● **What you need to do**
Please extract every line of the data below and reproduce each one unchanged.

Dataset records
'''

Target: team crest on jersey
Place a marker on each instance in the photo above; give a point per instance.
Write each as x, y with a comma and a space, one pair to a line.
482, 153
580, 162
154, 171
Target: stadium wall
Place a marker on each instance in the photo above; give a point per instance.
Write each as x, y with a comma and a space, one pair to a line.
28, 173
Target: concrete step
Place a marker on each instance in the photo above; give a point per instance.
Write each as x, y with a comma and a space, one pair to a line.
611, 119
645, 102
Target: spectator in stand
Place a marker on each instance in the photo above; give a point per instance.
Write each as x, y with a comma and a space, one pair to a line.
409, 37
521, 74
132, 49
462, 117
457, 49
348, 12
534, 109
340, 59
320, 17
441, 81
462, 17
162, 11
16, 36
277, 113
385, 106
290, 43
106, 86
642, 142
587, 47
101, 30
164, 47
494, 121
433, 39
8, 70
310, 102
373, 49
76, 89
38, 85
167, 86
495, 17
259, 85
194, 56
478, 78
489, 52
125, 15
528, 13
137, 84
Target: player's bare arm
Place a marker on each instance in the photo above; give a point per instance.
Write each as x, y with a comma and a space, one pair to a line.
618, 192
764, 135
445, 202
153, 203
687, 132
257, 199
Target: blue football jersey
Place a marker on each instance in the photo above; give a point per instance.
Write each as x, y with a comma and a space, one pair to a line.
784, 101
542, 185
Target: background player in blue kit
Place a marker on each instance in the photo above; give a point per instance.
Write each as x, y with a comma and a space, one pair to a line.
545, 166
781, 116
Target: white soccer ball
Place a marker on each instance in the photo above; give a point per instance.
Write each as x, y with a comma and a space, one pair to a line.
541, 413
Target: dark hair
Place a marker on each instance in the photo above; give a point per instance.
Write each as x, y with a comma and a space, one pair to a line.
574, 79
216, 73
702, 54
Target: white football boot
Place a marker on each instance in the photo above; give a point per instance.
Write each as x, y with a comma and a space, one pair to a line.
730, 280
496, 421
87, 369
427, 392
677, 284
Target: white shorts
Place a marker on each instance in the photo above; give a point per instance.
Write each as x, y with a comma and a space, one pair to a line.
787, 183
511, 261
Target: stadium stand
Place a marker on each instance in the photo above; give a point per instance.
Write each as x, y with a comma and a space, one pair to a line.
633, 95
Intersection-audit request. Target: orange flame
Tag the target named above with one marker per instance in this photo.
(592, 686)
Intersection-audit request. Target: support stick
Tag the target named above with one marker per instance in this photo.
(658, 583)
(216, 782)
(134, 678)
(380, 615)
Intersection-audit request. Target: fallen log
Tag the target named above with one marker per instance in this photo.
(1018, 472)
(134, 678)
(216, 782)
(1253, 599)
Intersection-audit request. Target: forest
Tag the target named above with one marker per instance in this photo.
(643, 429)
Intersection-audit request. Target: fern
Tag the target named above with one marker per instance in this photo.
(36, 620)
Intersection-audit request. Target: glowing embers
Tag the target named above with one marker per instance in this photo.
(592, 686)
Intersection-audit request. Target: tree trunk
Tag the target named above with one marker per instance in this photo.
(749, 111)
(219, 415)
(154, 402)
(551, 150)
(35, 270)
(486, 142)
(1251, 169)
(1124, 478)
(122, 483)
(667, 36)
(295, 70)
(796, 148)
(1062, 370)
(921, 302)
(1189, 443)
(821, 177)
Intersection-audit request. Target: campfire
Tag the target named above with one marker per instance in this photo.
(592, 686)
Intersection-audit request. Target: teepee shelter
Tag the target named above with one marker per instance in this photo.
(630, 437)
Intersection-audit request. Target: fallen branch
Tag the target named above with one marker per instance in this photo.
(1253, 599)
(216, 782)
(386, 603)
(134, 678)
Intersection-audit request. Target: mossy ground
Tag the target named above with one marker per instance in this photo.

'''

● **Response**
Target: team crest on jersey
Place a marker on each instance in the photo above; give a point per instance.
Write each as x, y with a comma and a space, one pair to a line.
482, 153
580, 162
154, 171
Target: stadium wall
Place a marker on each instance in the photo above; give a point per instance.
Write each as x, y with a comma and a space, one pair to a line.
28, 173
Target: concrete step
Place a marker on each instance in the photo above; give a point per instance.
Write each as x, y with a comma and a space, one pair to a line.
611, 119
645, 102
Target: spectator in stand
Place a marker on each instance in the photo above; give a point per instance.
Write each as x, y with a comma and a space, one pair to a line.
409, 37
521, 74
132, 49
462, 117
457, 49
348, 12
534, 109
340, 59
320, 17
441, 81
462, 17
162, 11
16, 36
277, 113
385, 106
290, 43
106, 86
642, 142
587, 47
101, 30
164, 47
494, 121
433, 39
8, 70
310, 102
373, 49
76, 89
38, 85
167, 86
495, 17
259, 85
194, 56
478, 78
489, 52
125, 15
528, 13
137, 84
Target: player's bare arm
Place a marker on each instance in the photo above; give a point per instance.
Write each as x, y with a comma and a space, one pair to a line.
618, 192
764, 135
445, 202
153, 203
687, 132
257, 199
Target: blue football jersey
Place a marker on each instance in the photo above; give a point per instance.
Write each as x, y with a comma and a space, one pair to a line.
784, 101
542, 185
Target: background player in blue kit
Place a marker on each instance in the photo above; give a point per instance.
Write each as x, y with a comma and a space, one pair to a line.
545, 166
781, 116
Target: white soccer ball
Place a marker on each instance in the photo above; give a point per instance.
Write each as x, y with a comma and a space, one pair to a line.
541, 413
Target: dark hair
Place a marker on each instance in the photo above; give a point per instance.
Write each as x, y with a comma and a space, one pair to a line.
574, 79
216, 73
702, 54
Target: white football boot
Place a marker on each instance in the photo above; give a point per instance.
Write each as x, y with a comma and a space, one pair to a line.
730, 280
496, 421
87, 369
427, 392
677, 284
Target: white shorts
Place a marker on each instance in the photo above; give a point per instance.
Write each as x, y with a comma and a space, one pair to a line.
787, 183
511, 261
Target: stadium stand
Place a marker on each instance in the photo above; give a point per instance.
Write each as x, y with a comma and a space, one pair to a line.
633, 95
Intersection-audit request. Target: orange flame
Tag the target named above with one marker per instance in this photo.
(592, 686)
Intersection-audit request. Target: support stick
Tag the target named above with one marker per instance in this photo.
(658, 583)
(216, 782)
(134, 678)
(380, 615)
Intersection-audit request. Target: fallen log
Tag the target named above with one marker per instance in this photo.
(1018, 472)
(134, 678)
(216, 782)
(1253, 599)
Intersection-audit request. Target: forest
Tag the target named above with one marker per instance in this photo.
(643, 429)
Intersection-audit request. Target: fern
Tag the target named above with one marker per instance in this photo.
(36, 620)
Intersection-audit request. Target: glowing embers
Tag the target named above with one marker per instance in this photo.
(592, 686)
Intersection-audit request. Target: tree trunk
Tag the target named above with one marker per instance in this photo.
(749, 111)
(219, 415)
(154, 402)
(551, 150)
(35, 270)
(486, 142)
(1251, 169)
(1124, 478)
(122, 483)
(667, 36)
(295, 70)
(796, 148)
(1062, 370)
(921, 302)
(1189, 443)
(821, 177)
Intersection-audit request. Target: campfire
Tag the target named above with one marker per instance in this photo.
(592, 686)
Intersection-audit request. Target: teepee shelter
Tag the target named above with one marker per instance in this photo.
(630, 437)
Intersection-audit request. Target: fallen branch
Tag the target named above with one marker per instance in this photo.
(1253, 599)
(216, 782)
(386, 603)
(134, 678)
Intersection-audit request. Target: mossy ground
Tag the target named above with one marker per instance in this photo.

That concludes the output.